障害者雇用における離職率と、職場定着率向上のポイントとは? | ESJコンサルティング

障害者雇用における離職率と、職場定着率向上のポイントとは?

  1. 目次
  2. 1.障害者雇用における離職率・定着率の実状
  3. ①業種別の定着率
  4. ②障害の種類別の離職率
  5. 2.障害者雇用における離職理由
  6. 3.障害者の企業側に求める改善点
  7. 4.離職率を下げる、定着率を上げるために必要なポイント
  8. ①コミュニケーション
  9. ②支援機関との連携
  10. ③ひとくくりに「障がい者」と対応をしない
  11. 5.まとめ

障害者雇用における離職率は一般就労枠に比べ、その率は高くなっています。

そのため、企業としては何とか障がい者の定着率を向上しようと試行錯誤をしています。

障害者雇用における法定雇用率の達成には、離職率を下げ定着率を上げることが重要となります。

この記事では障害者雇用における離職の実状やその理由、企業側が対応すべきことを紹介します。

1.障害者雇用における離職率・定着率の実状

障害者雇用における離職率と定着率は表裏一体の関係です。

• [演習の課題]:
A) 障害者雇用の記事の目次で、「4.離職率を下げる、定着率を上げるために必要なポイント」の下に並んでいるポイントをすべて書き出してください。
B) 障害者雇用の記事の最後の文の後から、文章を引き継いで書き進めてください。
提供データの内容は、障害者雇用の記事とは関係がありません。

[写真に基づく指示表現データ]
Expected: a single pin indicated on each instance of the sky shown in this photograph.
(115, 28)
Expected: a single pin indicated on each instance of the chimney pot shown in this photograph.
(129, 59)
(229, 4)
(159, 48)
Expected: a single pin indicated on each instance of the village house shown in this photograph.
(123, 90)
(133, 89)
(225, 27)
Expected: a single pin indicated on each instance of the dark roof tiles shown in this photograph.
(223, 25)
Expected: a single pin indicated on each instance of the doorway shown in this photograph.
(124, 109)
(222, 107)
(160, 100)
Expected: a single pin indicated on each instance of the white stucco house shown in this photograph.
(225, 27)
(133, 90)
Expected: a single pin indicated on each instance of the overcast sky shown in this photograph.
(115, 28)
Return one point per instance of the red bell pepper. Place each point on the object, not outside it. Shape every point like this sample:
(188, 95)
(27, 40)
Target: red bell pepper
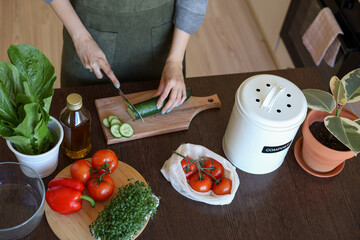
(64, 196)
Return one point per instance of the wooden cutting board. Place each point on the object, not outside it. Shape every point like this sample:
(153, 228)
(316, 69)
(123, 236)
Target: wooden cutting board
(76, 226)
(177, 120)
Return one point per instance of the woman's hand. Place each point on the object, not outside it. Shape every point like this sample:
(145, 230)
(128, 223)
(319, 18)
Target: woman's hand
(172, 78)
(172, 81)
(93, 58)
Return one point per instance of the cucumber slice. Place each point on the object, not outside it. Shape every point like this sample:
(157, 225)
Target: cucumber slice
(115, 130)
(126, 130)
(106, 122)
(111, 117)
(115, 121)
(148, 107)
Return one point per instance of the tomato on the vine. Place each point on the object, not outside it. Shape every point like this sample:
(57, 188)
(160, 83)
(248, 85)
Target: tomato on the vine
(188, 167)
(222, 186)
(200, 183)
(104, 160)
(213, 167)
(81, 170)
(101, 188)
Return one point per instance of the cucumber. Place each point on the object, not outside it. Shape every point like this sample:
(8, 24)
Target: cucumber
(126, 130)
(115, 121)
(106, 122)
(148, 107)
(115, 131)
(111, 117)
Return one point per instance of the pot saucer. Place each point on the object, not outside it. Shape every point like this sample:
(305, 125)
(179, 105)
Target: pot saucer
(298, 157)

• [課題別の解答]:
A)
①コミュニケーション
②支援機関との連携
③ひとくくりに「障がい者」と対応をしない

B)
ここでは、障害者雇用の離職率・定着率を、業種別・障害の種類別から見ていきます。

①業種別の定着率

厚生労働省の調査によると、「医療・福祉」「生活関連サービス・娯楽業」が高く、3か月では約80%前後、1年では約60%強の定着率となっています。

全業種の平均が3か月で76.5%、1年で58.4%なので、求職者の皆さんは、就職希望先の業種がこの平均値を上回っているかを一つの判断材料とすることができます。

ちなみに「農林・林業」「建設業」「公務」「サービス業」「製造業」などの一部の業界で離職率が高い傾向にあり、これからの業界は定着率が50%を下回っています。

※出典:「障害者雇用の現状等」より「図表1-3-15 就職先企業の産業別にみた職場定着率の推移と構成割合」(2017年、厚生労働省)

②障害の種類別の離職率

A.就職後3ヶ月時点の定着率

身体障害 77.8%、知的障害 85.3%、精神障害 69.9%、発達障害 84.7%

B.就職後1年時点の定着率

身体障害 60.8%、知的障害 68.0%、精神障害 49.3%、発達障害 71.5%

※出典:「障害者の就業状況等に関する調査研究」より「グラフ 障害者の職場定着率(障害種類別)」 (2017年、高齢・障害・求職者雇用支援機構(JEED))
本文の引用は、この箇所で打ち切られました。